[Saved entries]
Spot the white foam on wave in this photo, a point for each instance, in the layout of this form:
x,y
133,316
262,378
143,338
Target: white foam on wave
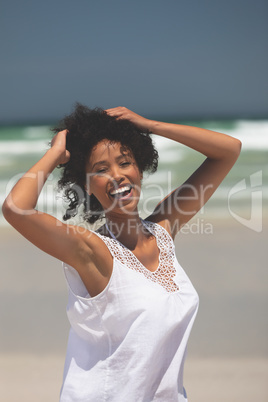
x,y
9,148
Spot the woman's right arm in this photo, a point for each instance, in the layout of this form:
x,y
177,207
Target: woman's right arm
x,y
46,232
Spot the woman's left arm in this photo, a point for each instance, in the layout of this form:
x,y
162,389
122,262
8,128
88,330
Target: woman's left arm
x,y
221,153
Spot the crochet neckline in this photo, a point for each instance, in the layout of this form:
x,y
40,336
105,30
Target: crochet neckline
x,y
165,272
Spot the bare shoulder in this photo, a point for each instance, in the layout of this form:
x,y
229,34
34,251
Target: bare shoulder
x,y
165,223
94,262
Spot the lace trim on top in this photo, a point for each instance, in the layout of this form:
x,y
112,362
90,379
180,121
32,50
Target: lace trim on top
x,y
165,272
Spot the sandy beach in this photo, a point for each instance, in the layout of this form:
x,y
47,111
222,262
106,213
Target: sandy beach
x,y
227,354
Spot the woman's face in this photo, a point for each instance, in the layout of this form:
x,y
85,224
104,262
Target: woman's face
x,y
114,178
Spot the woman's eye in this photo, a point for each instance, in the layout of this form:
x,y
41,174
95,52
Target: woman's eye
x,y
103,170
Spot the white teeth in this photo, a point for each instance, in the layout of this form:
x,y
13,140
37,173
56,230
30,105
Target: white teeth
x,y
120,190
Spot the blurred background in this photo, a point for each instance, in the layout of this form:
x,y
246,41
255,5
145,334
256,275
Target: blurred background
x,y
189,62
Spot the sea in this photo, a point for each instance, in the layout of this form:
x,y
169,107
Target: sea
x,y
242,196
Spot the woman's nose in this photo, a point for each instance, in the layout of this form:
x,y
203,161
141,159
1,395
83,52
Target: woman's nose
x,y
116,174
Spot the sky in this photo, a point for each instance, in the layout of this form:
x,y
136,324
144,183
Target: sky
x,y
160,58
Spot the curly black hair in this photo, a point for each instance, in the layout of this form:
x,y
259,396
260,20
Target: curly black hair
x,y
86,128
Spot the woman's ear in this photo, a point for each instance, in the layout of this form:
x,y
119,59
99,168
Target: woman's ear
x,y
87,190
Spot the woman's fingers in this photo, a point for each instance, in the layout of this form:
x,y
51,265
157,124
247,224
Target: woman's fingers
x,y
121,112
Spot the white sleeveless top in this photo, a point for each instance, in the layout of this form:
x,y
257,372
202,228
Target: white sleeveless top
x,y
128,343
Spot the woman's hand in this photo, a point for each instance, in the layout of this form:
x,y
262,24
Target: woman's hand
x,y
126,114
58,144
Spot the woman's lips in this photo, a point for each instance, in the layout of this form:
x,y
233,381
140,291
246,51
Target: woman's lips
x,y
122,192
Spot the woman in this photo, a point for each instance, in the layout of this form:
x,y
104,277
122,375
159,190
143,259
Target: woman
x,y
131,306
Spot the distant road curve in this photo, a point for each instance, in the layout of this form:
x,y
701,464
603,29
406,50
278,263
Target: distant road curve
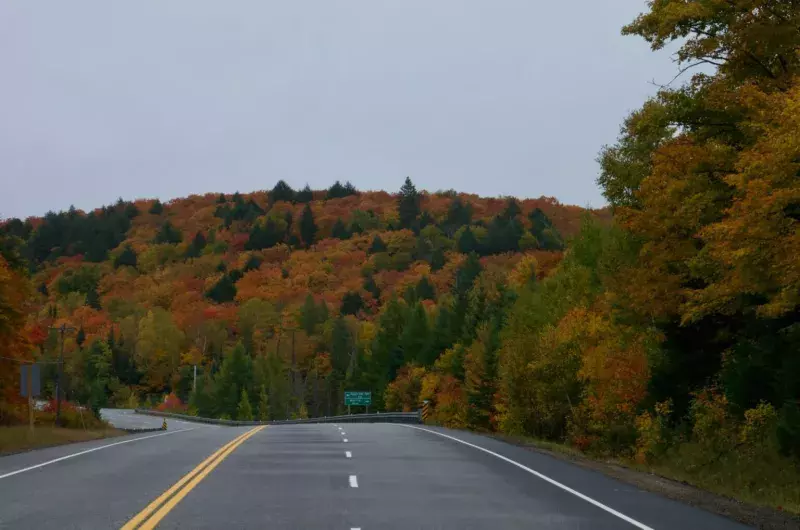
x,y
337,476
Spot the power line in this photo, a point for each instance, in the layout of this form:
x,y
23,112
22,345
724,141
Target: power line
x,y
20,361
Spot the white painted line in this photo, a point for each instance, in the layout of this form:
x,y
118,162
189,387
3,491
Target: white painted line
x,y
23,470
578,494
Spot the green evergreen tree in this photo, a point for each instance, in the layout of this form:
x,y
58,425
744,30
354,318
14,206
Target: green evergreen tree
x,y
341,346
351,303
308,228
305,195
527,242
263,404
458,215
377,245
235,375
127,257
81,337
195,248
282,192
93,299
425,290
252,263
339,230
244,411
408,205
415,339
371,287
309,315
223,291
438,259
168,234
467,242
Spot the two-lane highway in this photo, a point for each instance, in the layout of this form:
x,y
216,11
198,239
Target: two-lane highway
x,y
344,476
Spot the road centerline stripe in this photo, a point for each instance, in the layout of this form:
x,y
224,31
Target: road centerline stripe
x,y
73,455
149,517
578,494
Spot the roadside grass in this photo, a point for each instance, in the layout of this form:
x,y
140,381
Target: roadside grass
x,y
17,438
767,481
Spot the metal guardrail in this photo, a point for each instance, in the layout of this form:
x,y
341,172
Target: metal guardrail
x,y
388,417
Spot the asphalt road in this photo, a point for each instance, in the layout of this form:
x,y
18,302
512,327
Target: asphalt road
x,y
128,419
308,476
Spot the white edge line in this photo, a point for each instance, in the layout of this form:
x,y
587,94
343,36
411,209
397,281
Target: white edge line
x,y
11,474
578,494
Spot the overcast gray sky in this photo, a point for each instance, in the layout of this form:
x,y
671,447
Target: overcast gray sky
x,y
164,98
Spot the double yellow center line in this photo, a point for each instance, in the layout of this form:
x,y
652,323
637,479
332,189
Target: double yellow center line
x,y
148,518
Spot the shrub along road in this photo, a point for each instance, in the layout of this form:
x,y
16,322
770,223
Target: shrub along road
x,y
321,476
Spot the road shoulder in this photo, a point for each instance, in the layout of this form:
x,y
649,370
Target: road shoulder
x,y
756,516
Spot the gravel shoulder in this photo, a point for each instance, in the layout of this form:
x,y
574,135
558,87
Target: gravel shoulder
x,y
756,516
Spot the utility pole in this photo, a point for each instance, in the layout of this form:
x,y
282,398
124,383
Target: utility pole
x,y
60,382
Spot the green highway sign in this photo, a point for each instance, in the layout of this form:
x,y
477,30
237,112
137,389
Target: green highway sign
x,y
358,398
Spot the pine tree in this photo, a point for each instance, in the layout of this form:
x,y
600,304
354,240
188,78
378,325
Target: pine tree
x,y
467,242
244,411
438,259
351,303
308,315
81,337
93,299
168,234
263,404
305,195
527,241
339,230
377,245
458,215
341,346
253,263
127,257
426,219
282,192
415,338
223,291
424,289
371,287
408,204
308,228
197,245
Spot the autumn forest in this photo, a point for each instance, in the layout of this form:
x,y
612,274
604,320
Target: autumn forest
x,y
663,329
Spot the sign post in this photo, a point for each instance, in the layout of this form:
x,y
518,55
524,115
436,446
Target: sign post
x,y
29,386
361,399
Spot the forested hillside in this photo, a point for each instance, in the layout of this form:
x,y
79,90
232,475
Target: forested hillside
x,y
287,297
666,330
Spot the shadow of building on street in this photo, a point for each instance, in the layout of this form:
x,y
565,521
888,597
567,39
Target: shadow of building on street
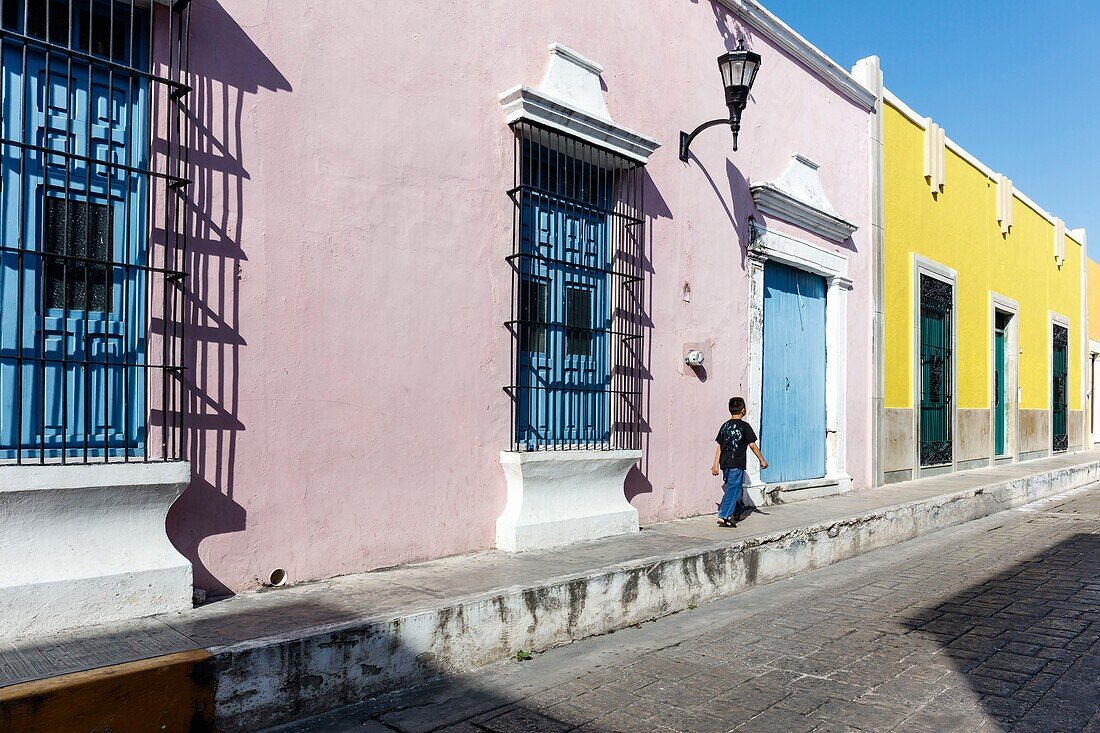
x,y
1027,638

* _Brief_
Output every line of the rows from the one containing "Spot the sign" through the end of the rows, unchanged and including both ends. Omit the pictures.

* _Worked answer_
Spot the sign post in this photo, a point for each instance, in the layout of this form:
x,y
518,55
524,115
436,446
Target: sign post
x,y
29,386
361,399
Spot the forested hillside in this photo, a point for each instance, in the layout of this form:
x,y
79,90
232,475
Target: forested hillside
x,y
287,297
666,330
Spot the shadow of building on street in this photo, a point for each instance, in the layout of this form:
x,y
565,521
888,597
567,39
Target: shadow of building on street
x,y
1027,638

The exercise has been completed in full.